── Data provided ──

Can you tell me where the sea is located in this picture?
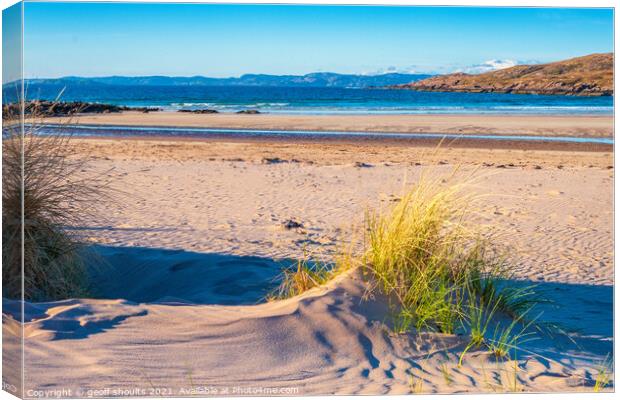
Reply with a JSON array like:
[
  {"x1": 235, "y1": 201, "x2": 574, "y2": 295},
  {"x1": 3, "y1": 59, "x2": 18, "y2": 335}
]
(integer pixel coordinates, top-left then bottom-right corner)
[{"x1": 17, "y1": 84, "x2": 613, "y2": 115}]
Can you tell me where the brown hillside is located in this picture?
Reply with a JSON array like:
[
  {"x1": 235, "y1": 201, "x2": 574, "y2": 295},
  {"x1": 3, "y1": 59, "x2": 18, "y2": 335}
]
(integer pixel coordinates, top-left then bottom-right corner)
[{"x1": 390, "y1": 53, "x2": 614, "y2": 96}]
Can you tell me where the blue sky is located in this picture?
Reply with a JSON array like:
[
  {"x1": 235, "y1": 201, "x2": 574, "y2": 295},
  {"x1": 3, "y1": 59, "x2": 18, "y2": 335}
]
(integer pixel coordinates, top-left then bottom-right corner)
[{"x1": 17, "y1": 2, "x2": 613, "y2": 77}]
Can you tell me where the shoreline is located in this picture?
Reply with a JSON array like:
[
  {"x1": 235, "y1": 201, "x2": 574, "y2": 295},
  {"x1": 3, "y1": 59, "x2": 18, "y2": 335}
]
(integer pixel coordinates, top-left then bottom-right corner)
[{"x1": 41, "y1": 111, "x2": 614, "y2": 138}]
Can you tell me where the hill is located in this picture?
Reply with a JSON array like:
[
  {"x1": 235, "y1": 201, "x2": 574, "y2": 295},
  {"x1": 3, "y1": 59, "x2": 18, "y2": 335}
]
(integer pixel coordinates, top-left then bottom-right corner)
[{"x1": 389, "y1": 53, "x2": 614, "y2": 96}]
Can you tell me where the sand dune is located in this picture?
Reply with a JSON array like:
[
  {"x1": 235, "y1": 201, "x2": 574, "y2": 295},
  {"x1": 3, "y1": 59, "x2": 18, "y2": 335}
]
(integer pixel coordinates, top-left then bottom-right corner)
[{"x1": 3, "y1": 141, "x2": 613, "y2": 396}]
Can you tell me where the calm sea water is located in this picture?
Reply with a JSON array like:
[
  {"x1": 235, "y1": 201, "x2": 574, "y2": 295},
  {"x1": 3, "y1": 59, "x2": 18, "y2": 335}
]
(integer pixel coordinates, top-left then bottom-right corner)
[{"x1": 17, "y1": 84, "x2": 613, "y2": 114}]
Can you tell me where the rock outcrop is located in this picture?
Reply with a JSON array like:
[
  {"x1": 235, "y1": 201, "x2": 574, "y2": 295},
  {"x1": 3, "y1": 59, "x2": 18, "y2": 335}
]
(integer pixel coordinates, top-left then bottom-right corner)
[
  {"x1": 2, "y1": 100, "x2": 159, "y2": 119},
  {"x1": 388, "y1": 53, "x2": 614, "y2": 96}
]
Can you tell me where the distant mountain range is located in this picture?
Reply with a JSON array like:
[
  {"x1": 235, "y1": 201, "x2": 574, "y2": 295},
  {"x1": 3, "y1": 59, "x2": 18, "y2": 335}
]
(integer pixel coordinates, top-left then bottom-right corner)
[
  {"x1": 17, "y1": 72, "x2": 431, "y2": 88},
  {"x1": 389, "y1": 53, "x2": 614, "y2": 96}
]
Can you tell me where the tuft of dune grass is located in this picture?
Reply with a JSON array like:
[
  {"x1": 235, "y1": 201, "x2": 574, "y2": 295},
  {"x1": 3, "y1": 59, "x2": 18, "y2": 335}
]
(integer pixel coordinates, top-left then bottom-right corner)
[
  {"x1": 2, "y1": 103, "x2": 110, "y2": 301},
  {"x1": 272, "y1": 169, "x2": 542, "y2": 365}
]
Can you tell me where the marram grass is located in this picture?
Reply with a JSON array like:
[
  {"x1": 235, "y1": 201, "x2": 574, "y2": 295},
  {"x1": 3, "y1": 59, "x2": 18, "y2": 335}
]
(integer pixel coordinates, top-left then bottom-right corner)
[
  {"x1": 2, "y1": 106, "x2": 111, "y2": 301},
  {"x1": 273, "y1": 170, "x2": 541, "y2": 364}
]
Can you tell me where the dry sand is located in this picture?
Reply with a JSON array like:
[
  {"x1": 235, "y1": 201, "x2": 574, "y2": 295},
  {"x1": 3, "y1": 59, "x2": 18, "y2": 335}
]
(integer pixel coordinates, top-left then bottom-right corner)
[
  {"x1": 41, "y1": 112, "x2": 614, "y2": 137},
  {"x1": 3, "y1": 137, "x2": 614, "y2": 396}
]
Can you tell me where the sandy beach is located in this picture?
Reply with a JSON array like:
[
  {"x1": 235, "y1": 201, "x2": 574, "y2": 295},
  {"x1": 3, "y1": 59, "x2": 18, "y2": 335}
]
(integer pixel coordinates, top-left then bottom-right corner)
[{"x1": 3, "y1": 130, "x2": 614, "y2": 396}]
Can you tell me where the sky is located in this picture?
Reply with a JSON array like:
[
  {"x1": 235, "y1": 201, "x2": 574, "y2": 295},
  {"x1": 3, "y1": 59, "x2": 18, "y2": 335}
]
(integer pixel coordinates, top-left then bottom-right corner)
[{"x1": 9, "y1": 2, "x2": 613, "y2": 78}]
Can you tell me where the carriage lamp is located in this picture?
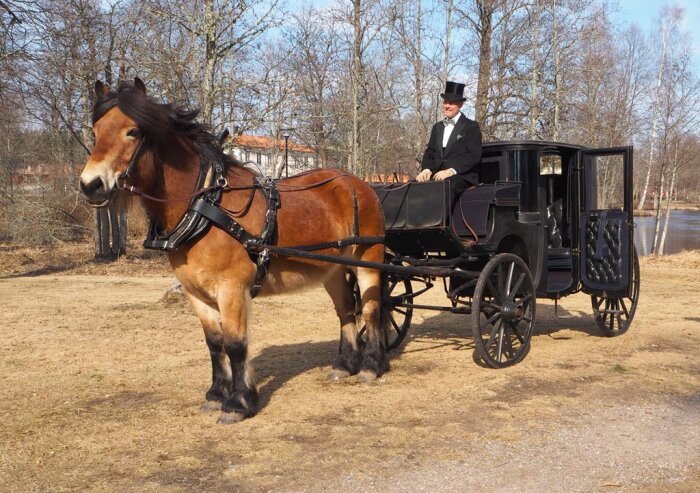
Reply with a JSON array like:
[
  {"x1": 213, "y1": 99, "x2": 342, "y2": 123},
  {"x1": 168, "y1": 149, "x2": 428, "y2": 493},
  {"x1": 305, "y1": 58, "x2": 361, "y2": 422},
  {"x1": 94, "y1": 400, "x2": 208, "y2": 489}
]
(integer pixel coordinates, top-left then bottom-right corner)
[{"x1": 280, "y1": 127, "x2": 296, "y2": 178}]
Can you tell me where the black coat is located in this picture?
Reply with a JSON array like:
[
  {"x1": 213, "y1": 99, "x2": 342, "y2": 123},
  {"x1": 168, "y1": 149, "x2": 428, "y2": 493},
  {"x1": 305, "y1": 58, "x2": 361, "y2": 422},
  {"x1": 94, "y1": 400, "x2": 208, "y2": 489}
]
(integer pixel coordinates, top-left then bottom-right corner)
[{"x1": 421, "y1": 114, "x2": 481, "y2": 185}]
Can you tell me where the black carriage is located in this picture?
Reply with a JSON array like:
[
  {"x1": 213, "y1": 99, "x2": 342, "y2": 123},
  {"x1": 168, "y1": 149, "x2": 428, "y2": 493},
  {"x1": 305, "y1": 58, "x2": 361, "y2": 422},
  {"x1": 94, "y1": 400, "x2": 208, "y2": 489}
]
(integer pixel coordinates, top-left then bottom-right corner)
[{"x1": 364, "y1": 141, "x2": 640, "y2": 368}]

───

Short exercise. Gather every line in the items above that contains the word "dune", and copy each one in full.

Task response.
Can you tell me where the sand dune is located in this picture?
Can you tell me where the tuft of dune grass is located in this picture?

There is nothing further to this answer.